[[ Supplied passage, beginning ]]

Now, before anyone goes hostile on me, let me explain. I'm not normally against vaccinations in general. My children are up to date on their mandatory vaccinations. I'm not one of those crunchy moms who think that vaccinations are associated with Asperger's syndrome. (There is no research to prove it. Besides, the courts just ruled on it over the summer as such.) Being crunchy is not bad at all. I'm just not one of them. I'm also not a conspiracy-theorist. I don't think dental fillings are tracking devices. I don't think 9/11 was an inside job. I am not one of those folks that pick apart every news article to read between the lines.

With that said, let us look at the proof of the H1N1 and why, we as parents, should not be vaccinating our children.

1. The CDC reports that there are, on average, 36,000 flu related deaths in the United States alone. They look at death certificates that have respiratory or circulatory listed as cause of death.
2. To date (October 17, 2009) the WHO says that 4,735 deaths have occurred WORLD WIDE due to H1N1 related deaths. Of those deaths, 3,406 were here in the United States, 86 of which were children.
3. Causes of death with H1N1 related flu - most common is respiratory failure, followed by pneumonia, high fever (brain damage), dehydration, electrolyte imbalance.
The WHO declared a Pandemic for the H1N1 which sent a bunch of folks into hysterics. The word pandemic means: "Widespread; general" What it doesn't mean is death, plague, or anything else that requires alarm. All it means is that the H1N1 is found a lot of places around the world. Cancer, the common cold, strep throat, and many, many other incurable diseases are also pandemic but we do not receive vaccinations for them. Yes, H1N1 is an incurable disease.
1. The first Swine Flu pandemic occurred in 1918. 50 to 100 million people worldwide died from this outbreak. It is still not clear whether the outbreak came from the pigs themselves or from humans. The swine population tested positive for this new flu strain directly after a seasonal human flu virus swept the country.
2. The second outbreak occurred February 1976 at Fort Dix. One person died, four other hospitalized. The swine flu never made it outside Fort Dix. Another influenza strain, "H3N2," which is not a swine flu strain, was spreading and caused panic. Public health officials declared it an Pandemic and suggested to President Ford that the public be vaccinated. The H3N2 was detected from January to March 1976. October 1, 1976, swine flu immunizations began. Because three elderly died shortly after receiving the vaccination, the public became outraged and thought the vaccine to kill folks. However, of the 1100 cases of Guillian-Barre Syndrome was recorded but roughly 530 of them were linked to the vaccination. But if you look at the numbers, the vaccine killed more people that the flu did.

[[ Supplied passage, end ]]
[[ Study material, beginning ]]

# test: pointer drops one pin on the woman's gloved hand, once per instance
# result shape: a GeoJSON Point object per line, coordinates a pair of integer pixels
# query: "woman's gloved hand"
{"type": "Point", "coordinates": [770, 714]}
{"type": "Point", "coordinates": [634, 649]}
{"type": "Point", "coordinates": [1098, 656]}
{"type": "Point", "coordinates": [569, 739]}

[[ Study material, end ]]

### Exercise instructions
Pick up the essay on H1N1 vaccination for children immediately after its account of the 1976 swine flu outbreak at Fort Dix, and carry it forward.

### Response to this exercise
3. In 1988 a pregnant woman died from the H1N1 after her husband had visited a swine exhibition. She developed pneumonia. Her baby was successfully delivered before she died. Roughly 19 of the 25 people who visited the exhibit tested positive for the virus but never got sick beyond mild flu like symptoms. There was no community outbreak.
4. In 1998 swine flu was found in four states. Within the year, the virus had spread throughout the swine population. The strain found here was a mixture of bird and human flu. This hybrid virus is what is found in today's outbreak of H1N1.
5. August 20, 2007 the virus was found in the swine population in the Philippines. It had a less than 10% mortality rate, but the government still placed the meat on code red.
6. Six of the eight gene segments of the 2009 H1N1 Pandemic rose from the 1998 H1N1 virus. It is considered a triple hybrid (avian, human, and swine flu), not just a swine flu virus. Ironically, it is the pigs that have caught the virus from humans. The swine population first came in contact with this strain after a worker from Mexico came down with the illness. The vaccine protects against the H1N1 that is NOT transmitted from or to pigs, but from person to person.
Other Noteworthy Research
1. Deborah Burger, a registered nurse and President of the California Nurses Association is quoted as saying, "What sort of gets lost in all of this in this rush to mandate these vaccines, is the employers right now aren't even doing the basics to protect the nurses and the patients," in this article from ABC news.

Dr. Rosenfield, a doctor who appears every Sunday on Fox News, is an advocate for the H1N1 but he says he's even confused. He goes on to say, "No one doctor has enough patients who've had the flu that can tell you what it does or doesn't do. And that's true for the vaccine. All I can do is report to you the FDA, WHO, and other establishments have found out about the flu." He goes on to say, "Everyday you read about deaths, they still aren't as many as the regular flu."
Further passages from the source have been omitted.